--- Document passage ---
%%
That's a good way to think about it!


----------



## nodakmom (Oct 15, 2011)

teri2280 said:


> warn my bosses that I just might be a bit more "flaky" than normal.


That's what I did lol. I do have the advantage of my supervisor also having thyroid issues so she totally understands and is supportive. I laughed at myself a lot for being 'flaky'.

Andros makes a good point. My Dr has already told me if we can't get Thyrogen for my WBS sometime this summer that she will put me on Cytomel for a couple weeks so I'm not so hypo so long.


----------



## teri2280 (Feb 7, 2012)

UHH I have some more questions. Thanks to google. (Doc's not gonna like me lol. He HATES that I google med stuff, but screw it, it's a Sunday and I can't call him.

From the New York Thyroid Center:

6 weeks before RAI, stop taking T4 (Levo, et al.) and start taking T3 (Cytomel).

2 weeks before RAI, discontinue T3

1 week before, start LID.

So my question is this: Why in the HE!! is my doc having me stop my Levo without starting Cytomel, AND starting the LID already?? I don't even have a freaking DATE yet!! I spoke to my endo's secretary on Fri, and she told me to stop the Levo. I'd already taken my Friday dose, and forgot to skip it yesterday, so today is day 1. I manage all of my prescriptions online, and I walk right by there I don't know how many times a week (I work at Walmart, and use Walmart pharmacy), and there are ZERO prescriptions waiting for me. The 2 most recent is the Levo refill I ordered Thurs and the antibiotic my PCP gave me for bronchitis. UGH. SO hating the fact that there's only one endo in my area!!
%%
--- Supplied material ---
%%
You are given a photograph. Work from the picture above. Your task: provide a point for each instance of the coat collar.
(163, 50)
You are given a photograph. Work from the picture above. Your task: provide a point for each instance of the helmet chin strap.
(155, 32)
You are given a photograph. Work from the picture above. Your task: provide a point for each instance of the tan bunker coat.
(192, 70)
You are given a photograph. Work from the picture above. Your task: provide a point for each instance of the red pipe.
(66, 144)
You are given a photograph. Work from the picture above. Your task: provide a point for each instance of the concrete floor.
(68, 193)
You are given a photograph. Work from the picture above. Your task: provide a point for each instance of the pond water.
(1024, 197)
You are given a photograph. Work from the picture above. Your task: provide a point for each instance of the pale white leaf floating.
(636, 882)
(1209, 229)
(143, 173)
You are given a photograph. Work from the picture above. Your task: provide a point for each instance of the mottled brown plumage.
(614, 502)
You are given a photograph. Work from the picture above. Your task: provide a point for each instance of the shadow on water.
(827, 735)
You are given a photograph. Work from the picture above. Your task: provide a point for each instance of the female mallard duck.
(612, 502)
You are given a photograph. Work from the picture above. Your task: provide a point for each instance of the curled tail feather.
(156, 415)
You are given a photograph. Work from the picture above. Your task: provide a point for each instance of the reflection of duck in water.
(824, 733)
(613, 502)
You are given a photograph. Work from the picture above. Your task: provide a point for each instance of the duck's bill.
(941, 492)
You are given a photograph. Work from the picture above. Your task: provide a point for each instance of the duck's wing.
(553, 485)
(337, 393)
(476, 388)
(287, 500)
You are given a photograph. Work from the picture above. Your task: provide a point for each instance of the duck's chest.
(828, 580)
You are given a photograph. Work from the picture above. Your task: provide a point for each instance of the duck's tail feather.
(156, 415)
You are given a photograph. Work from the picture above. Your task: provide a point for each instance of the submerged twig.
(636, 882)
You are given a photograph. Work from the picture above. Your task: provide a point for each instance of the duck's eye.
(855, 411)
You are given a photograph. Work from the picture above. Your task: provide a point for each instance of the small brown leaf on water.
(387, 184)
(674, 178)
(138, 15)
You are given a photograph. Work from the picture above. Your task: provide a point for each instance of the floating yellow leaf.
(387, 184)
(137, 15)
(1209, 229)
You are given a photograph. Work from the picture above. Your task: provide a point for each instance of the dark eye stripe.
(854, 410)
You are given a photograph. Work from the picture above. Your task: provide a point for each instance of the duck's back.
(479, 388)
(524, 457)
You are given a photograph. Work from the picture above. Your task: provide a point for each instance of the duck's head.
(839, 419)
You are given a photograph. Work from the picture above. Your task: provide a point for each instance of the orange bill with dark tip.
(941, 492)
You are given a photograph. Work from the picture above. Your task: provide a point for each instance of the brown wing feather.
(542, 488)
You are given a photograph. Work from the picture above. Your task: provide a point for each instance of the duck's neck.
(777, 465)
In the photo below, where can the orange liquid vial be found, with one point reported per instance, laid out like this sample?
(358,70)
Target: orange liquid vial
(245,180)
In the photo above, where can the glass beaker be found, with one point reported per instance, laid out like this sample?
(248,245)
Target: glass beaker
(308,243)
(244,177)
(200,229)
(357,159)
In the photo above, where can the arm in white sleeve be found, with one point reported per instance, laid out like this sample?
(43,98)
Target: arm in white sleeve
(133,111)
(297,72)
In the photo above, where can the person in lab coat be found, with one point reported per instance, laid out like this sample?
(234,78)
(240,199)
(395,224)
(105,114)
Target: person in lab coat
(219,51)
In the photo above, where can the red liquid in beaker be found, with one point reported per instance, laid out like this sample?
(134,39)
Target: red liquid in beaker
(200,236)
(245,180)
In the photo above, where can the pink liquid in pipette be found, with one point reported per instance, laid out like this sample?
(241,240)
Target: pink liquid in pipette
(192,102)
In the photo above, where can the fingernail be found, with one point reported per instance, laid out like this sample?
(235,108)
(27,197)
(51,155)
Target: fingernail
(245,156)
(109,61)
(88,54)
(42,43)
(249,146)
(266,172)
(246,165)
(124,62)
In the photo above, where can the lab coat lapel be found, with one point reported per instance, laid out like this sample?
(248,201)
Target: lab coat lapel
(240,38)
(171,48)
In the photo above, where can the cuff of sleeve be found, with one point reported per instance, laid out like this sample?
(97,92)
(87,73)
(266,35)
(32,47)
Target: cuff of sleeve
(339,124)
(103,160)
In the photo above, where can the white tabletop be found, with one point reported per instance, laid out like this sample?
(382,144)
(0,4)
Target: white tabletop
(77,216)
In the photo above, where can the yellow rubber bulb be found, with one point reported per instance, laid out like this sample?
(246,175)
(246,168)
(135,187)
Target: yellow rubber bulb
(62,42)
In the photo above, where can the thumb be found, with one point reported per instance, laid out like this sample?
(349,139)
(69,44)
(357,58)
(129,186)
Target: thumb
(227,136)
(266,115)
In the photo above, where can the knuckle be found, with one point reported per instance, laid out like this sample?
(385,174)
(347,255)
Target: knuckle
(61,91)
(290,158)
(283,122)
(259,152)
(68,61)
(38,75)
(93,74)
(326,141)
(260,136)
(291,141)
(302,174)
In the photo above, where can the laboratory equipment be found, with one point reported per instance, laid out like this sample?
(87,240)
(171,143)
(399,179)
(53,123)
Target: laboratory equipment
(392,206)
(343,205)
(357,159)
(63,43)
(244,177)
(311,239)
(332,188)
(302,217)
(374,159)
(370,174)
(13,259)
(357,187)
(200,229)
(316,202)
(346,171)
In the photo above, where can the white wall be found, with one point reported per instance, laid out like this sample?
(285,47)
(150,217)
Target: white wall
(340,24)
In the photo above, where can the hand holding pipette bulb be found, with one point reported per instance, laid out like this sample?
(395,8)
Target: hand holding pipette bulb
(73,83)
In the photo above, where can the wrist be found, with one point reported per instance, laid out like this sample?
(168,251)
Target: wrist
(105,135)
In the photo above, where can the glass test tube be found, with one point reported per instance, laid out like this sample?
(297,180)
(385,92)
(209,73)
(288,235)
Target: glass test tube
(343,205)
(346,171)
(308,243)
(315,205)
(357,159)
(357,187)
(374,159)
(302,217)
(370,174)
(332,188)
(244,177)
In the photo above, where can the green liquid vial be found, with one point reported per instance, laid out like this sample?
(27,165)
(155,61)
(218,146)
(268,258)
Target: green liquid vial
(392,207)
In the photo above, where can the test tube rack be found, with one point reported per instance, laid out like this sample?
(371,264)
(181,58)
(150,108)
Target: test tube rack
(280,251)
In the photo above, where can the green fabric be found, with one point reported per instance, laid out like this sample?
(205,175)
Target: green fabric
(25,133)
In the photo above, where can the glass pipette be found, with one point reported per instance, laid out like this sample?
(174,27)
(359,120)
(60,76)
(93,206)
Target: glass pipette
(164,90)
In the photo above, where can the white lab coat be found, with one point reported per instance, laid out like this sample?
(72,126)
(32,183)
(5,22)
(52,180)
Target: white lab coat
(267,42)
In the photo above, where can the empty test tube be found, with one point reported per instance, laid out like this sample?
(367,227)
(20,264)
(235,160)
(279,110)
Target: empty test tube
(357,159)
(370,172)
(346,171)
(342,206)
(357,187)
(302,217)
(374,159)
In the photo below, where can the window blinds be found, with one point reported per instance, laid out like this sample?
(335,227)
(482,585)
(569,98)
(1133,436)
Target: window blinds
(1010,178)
%%
--- Activity ---
From the thyroid forum thread, reproduce the passage between "That's what I" and "hypo so long.", inclusive, switching "supervisor" to "manager".

--- Exercise solution ---
That's what I did lol. I do have the advantage of my manager also having thyroid issues so she totally understands and is supportive. I laughed at myself a lot for being 'flaky'.

Andros makes a good point. My Dr has already told me if we can't get Thyrogen for my WBS sometime this summer that she will put me on Cytomel for a couple weeks so I'm not so hypo so long.